» Text:

((

We are processing IBMEnterprise Japanese COBOL source code.
The rules that describe exactly what is allowed in G type literals, and what are allowed for identifiers are unclear.
The IBM manual indicates that a G'....' literal must have a SHIFT-OUT as the first character inside the quotes, and a SHIFT-IN as the last character before the closing quote. Our COBOL lexer "knows" this, but objects to G literals found in real code. Conclusion: the IBM manual is wrong, or we are misreading it. The customer won't let us see the code, so it is pretty difficult to diagnose the problem.
EDIT: Revised/extended below text for clarity:
Does anyone know the exact rules of G literal formation, and how they (don't) match what the IBM reference manuals say? The ideal answer would a be regular expression for the G literal. This is what we are using now (coded by another author, sigh):
#token non_numeric_literal_quote_g [STRING]
"<G><squote><ShiftOut> (
(<NotLineOrParagraphSeparatorNorShiftInNorShiftOut>|<squote><squote>|<ShiftOut>)

))

» Given information:
((

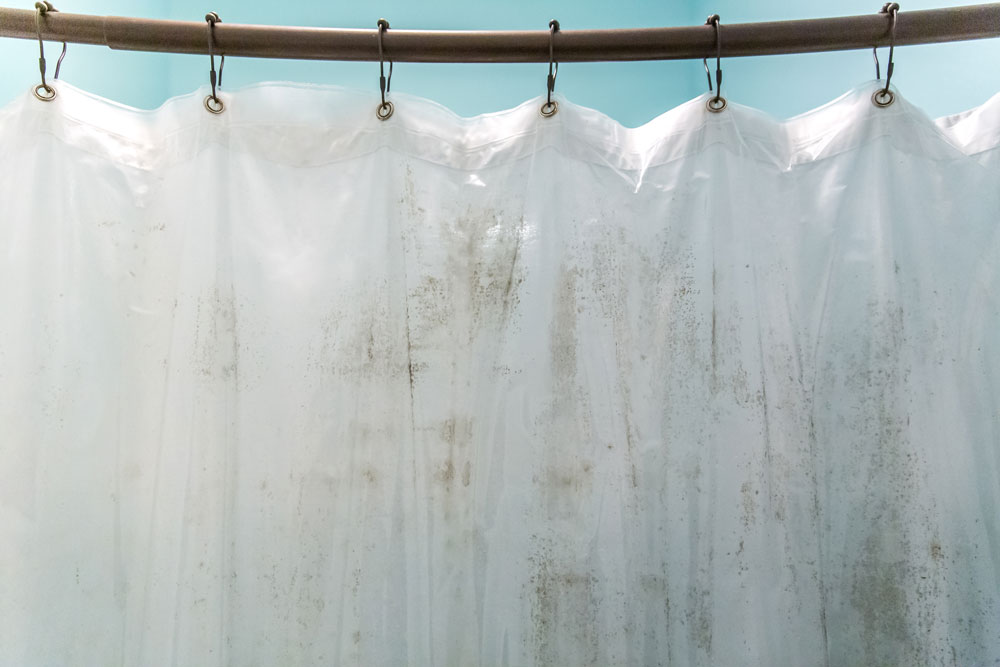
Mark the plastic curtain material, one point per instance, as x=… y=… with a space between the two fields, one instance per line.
x=293 y=386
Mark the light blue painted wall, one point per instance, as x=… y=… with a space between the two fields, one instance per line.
x=942 y=79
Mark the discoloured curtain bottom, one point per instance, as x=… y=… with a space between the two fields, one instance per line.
x=292 y=386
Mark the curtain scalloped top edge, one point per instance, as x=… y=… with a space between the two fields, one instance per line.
x=302 y=125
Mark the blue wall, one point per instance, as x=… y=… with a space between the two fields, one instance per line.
x=942 y=79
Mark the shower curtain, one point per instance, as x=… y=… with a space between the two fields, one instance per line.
x=293 y=386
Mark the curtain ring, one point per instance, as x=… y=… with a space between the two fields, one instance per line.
x=884 y=97
x=385 y=109
x=49 y=93
x=550 y=107
x=717 y=103
x=212 y=103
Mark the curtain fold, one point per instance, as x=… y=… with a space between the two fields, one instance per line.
x=290 y=385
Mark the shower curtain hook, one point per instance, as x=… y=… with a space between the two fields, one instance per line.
x=717 y=103
x=385 y=109
x=884 y=97
x=50 y=92
x=212 y=102
x=550 y=107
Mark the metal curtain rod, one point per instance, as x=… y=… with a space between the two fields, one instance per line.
x=514 y=46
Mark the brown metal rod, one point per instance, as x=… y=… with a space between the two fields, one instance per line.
x=739 y=39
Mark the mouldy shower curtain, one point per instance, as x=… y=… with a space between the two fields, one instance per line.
x=290 y=385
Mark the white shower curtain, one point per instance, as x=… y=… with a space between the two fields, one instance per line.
x=293 y=386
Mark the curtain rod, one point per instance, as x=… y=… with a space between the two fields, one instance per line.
x=514 y=46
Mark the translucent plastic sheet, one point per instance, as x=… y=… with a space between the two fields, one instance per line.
x=293 y=386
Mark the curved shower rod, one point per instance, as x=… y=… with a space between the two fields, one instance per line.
x=514 y=46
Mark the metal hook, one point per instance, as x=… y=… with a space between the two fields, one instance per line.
x=50 y=92
x=884 y=97
x=550 y=107
x=717 y=103
x=212 y=102
x=385 y=109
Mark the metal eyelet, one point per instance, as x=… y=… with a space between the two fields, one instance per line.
x=384 y=110
x=883 y=98
x=219 y=106
x=716 y=104
x=549 y=109
x=50 y=92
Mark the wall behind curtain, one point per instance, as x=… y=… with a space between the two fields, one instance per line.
x=941 y=79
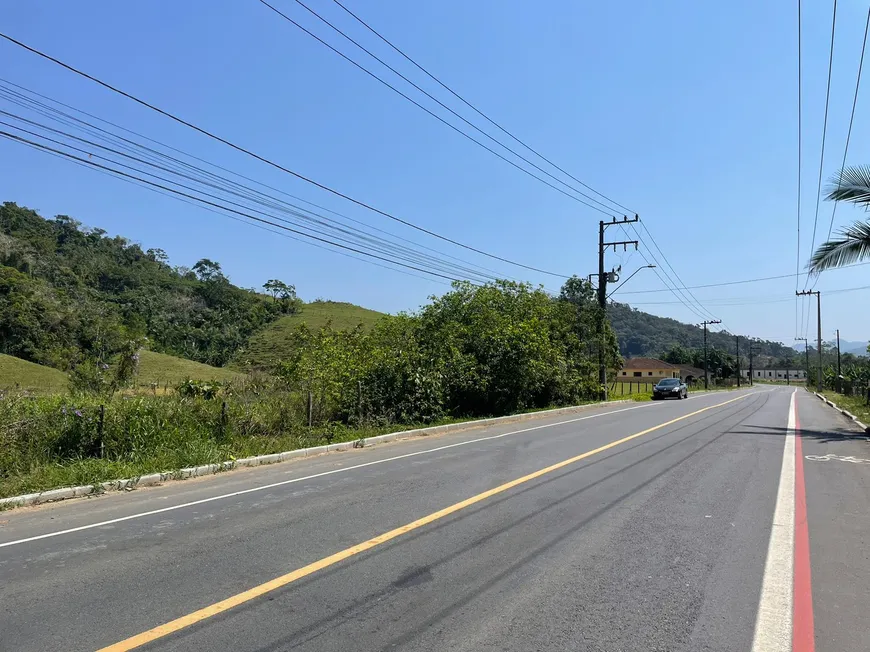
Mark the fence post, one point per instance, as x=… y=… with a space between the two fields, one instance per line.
x=102 y=419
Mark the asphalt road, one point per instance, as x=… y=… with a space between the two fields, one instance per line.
x=638 y=527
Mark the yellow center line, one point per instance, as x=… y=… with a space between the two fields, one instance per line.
x=246 y=596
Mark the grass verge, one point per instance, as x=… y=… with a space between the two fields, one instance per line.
x=854 y=404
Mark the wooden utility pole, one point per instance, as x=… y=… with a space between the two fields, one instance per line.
x=751 y=352
x=807 y=354
x=603 y=278
x=737 y=342
x=839 y=382
x=706 y=363
x=819 y=324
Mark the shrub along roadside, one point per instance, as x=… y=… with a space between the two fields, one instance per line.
x=499 y=349
x=52 y=442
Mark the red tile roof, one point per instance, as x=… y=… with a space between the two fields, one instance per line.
x=648 y=363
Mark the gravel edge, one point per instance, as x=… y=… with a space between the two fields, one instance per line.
x=210 y=469
x=846 y=413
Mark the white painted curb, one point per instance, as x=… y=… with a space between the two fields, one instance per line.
x=845 y=413
x=211 y=469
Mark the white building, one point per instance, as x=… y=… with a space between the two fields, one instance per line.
x=775 y=374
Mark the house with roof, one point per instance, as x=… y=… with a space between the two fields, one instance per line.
x=653 y=370
x=647 y=370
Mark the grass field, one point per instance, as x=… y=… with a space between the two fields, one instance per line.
x=854 y=404
x=154 y=368
x=18 y=374
x=165 y=370
x=273 y=342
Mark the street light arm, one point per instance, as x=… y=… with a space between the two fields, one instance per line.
x=628 y=279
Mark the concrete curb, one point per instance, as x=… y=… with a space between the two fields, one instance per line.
x=210 y=469
x=845 y=413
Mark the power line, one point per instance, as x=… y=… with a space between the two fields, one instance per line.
x=377 y=244
x=824 y=132
x=677 y=276
x=608 y=212
x=664 y=282
x=88 y=127
x=750 y=280
x=268 y=161
x=607 y=209
x=750 y=301
x=213 y=204
x=851 y=121
x=478 y=111
x=797 y=299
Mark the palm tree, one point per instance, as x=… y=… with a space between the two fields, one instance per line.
x=853 y=243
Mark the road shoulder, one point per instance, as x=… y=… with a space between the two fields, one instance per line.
x=838 y=495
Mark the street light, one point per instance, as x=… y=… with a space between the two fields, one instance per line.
x=629 y=278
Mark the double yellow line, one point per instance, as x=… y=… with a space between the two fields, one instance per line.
x=246 y=596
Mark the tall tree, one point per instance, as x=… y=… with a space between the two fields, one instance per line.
x=852 y=245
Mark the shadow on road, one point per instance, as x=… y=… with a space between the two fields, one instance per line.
x=822 y=436
x=374 y=600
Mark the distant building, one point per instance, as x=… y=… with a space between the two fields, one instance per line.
x=691 y=374
x=647 y=370
x=775 y=374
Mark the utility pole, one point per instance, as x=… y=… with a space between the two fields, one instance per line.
x=839 y=382
x=819 y=323
x=750 y=363
x=737 y=342
x=807 y=354
x=603 y=278
x=707 y=364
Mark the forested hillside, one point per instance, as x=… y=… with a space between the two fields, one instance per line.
x=642 y=334
x=71 y=295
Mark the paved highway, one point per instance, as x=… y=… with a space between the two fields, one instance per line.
x=681 y=525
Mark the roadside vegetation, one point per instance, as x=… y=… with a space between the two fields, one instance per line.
x=126 y=365
x=476 y=351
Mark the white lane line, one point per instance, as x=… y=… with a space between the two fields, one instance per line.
x=242 y=492
x=773 y=624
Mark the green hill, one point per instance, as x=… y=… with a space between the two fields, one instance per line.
x=167 y=369
x=273 y=343
x=642 y=334
x=158 y=368
x=18 y=374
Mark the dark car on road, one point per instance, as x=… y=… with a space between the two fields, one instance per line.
x=670 y=388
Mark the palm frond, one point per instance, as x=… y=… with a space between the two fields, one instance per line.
x=852 y=246
x=851 y=184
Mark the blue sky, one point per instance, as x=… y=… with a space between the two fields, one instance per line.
x=683 y=111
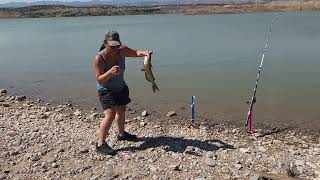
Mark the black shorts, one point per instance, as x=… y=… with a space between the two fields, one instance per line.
x=109 y=98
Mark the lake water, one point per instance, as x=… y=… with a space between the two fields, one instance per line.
x=214 y=57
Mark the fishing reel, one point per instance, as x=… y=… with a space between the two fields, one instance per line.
x=253 y=101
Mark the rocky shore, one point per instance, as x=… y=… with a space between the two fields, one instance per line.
x=44 y=141
x=187 y=9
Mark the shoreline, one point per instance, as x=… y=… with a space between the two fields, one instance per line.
x=183 y=114
x=45 y=11
x=44 y=140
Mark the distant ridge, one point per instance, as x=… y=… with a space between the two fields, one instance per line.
x=124 y=3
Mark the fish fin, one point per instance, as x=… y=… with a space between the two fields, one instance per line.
x=154 y=87
x=145 y=74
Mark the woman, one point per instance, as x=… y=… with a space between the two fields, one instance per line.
x=109 y=67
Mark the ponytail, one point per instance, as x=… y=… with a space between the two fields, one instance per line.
x=102 y=47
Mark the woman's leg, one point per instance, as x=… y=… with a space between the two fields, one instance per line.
x=109 y=115
x=120 y=119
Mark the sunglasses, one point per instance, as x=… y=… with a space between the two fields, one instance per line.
x=115 y=47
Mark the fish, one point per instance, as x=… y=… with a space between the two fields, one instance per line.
x=148 y=72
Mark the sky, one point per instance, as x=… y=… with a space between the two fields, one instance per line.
x=6 y=1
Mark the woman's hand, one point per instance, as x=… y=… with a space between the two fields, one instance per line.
x=147 y=53
x=115 y=70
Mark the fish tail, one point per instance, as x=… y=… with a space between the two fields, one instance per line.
x=154 y=87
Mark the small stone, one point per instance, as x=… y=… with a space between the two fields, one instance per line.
x=143 y=124
x=171 y=114
x=84 y=150
x=305 y=146
x=12 y=98
x=77 y=113
x=144 y=113
x=255 y=177
x=53 y=160
x=6 y=105
x=175 y=167
x=238 y=166
x=6 y=171
x=58 y=109
x=276 y=142
x=43 y=116
x=210 y=162
x=3 y=91
x=244 y=150
x=93 y=115
x=20 y=98
x=262 y=149
x=210 y=154
x=300 y=162
x=235 y=131
x=54 y=165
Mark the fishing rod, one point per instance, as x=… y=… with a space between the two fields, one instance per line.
x=253 y=100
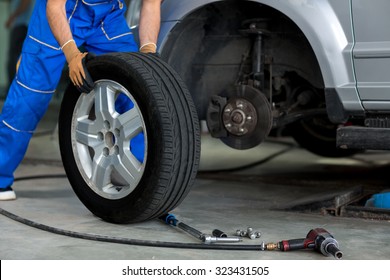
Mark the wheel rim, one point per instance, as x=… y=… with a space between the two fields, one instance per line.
x=109 y=140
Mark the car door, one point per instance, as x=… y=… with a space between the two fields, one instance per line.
x=371 y=52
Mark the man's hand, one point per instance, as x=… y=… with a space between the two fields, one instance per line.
x=148 y=48
x=78 y=72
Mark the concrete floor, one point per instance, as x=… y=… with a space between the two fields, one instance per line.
x=228 y=200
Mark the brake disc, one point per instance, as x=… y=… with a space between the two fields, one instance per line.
x=247 y=117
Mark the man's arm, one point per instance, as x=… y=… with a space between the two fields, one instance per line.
x=149 y=25
x=58 y=22
x=56 y=16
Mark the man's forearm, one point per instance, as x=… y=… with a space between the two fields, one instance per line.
x=56 y=16
x=149 y=25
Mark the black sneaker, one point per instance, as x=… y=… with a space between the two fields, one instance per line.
x=7 y=194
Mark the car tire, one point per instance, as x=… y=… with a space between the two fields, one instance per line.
x=96 y=138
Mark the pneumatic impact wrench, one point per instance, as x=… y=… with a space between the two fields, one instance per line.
x=318 y=239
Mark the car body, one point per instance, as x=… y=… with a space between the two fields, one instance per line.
x=315 y=69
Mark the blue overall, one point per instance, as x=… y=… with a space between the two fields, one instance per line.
x=98 y=25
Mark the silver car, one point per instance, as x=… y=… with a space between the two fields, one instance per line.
x=314 y=69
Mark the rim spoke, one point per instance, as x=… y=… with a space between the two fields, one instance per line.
x=86 y=134
x=104 y=101
x=131 y=123
x=103 y=136
x=101 y=172
x=129 y=169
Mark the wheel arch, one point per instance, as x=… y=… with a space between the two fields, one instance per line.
x=326 y=25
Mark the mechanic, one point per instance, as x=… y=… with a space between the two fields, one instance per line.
x=56 y=31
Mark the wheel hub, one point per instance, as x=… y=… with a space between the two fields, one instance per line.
x=104 y=141
x=239 y=116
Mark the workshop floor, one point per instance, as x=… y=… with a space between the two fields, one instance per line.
x=227 y=200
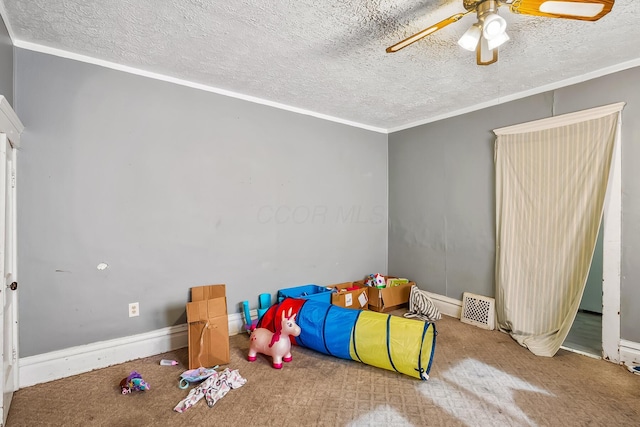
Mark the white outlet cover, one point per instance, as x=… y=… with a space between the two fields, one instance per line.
x=134 y=309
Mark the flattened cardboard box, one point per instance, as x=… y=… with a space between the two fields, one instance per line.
x=356 y=299
x=389 y=298
x=208 y=327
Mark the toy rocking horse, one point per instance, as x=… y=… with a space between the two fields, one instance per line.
x=277 y=345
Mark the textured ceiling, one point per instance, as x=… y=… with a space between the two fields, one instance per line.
x=328 y=57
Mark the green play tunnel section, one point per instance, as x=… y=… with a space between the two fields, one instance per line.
x=390 y=342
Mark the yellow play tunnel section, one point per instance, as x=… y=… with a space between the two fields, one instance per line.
x=394 y=343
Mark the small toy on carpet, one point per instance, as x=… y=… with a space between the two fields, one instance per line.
x=195 y=375
x=133 y=382
x=278 y=344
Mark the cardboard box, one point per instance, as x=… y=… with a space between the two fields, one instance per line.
x=356 y=299
x=389 y=298
x=208 y=327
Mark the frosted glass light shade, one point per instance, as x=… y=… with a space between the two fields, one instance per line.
x=493 y=26
x=470 y=38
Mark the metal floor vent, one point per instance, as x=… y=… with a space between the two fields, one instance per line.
x=478 y=310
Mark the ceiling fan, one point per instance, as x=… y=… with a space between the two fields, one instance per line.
x=489 y=31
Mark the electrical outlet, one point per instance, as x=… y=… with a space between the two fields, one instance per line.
x=134 y=309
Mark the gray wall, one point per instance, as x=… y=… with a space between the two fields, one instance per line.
x=441 y=192
x=173 y=188
x=6 y=63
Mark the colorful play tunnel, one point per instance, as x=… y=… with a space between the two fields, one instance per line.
x=390 y=342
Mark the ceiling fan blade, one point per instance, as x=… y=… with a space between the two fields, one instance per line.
x=484 y=55
x=584 y=10
x=424 y=33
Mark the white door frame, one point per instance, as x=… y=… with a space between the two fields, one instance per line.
x=10 y=130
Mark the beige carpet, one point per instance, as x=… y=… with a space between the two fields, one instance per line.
x=478 y=378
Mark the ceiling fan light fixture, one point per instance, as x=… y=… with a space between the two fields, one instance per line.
x=470 y=38
x=497 y=41
x=493 y=25
x=587 y=10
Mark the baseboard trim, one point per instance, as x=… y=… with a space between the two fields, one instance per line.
x=59 y=364
x=629 y=353
x=448 y=306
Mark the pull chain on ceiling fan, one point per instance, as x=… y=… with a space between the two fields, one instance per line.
x=489 y=32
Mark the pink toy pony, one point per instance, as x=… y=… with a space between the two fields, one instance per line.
x=277 y=345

))

» Exercises:
(1) Name every distinct name enclosed in angle brackets in the token definition in the text on COBOL G literals.
(2) Answer from the text on COBOL G literals:
(a) According to the IBM manual, what must be the first character inside the quotes of a G literal?
(b) Why is the problem hard to diagnose?
(c) What form would the ideal answer take?
(3) Reproduce the passage of the text on COBOL G literals between "We are processing" and "identifiers are unclear.", inclusive.

» Answer list:
(1) G, squote, ShiftOut, NotLineOrParagraphSeparatorNorShiftInNorShiftOut

(2)
(a) A SHIFT-OUT.
(b) The customer won't let them see the code.
(c) A regular expression for the G literal.

(3)
We are processing IBMEnterprise Japanese COBOL source code.
The rules that describe exactly what is allowed in G type literals, and what are allowed for identifiers are unclear.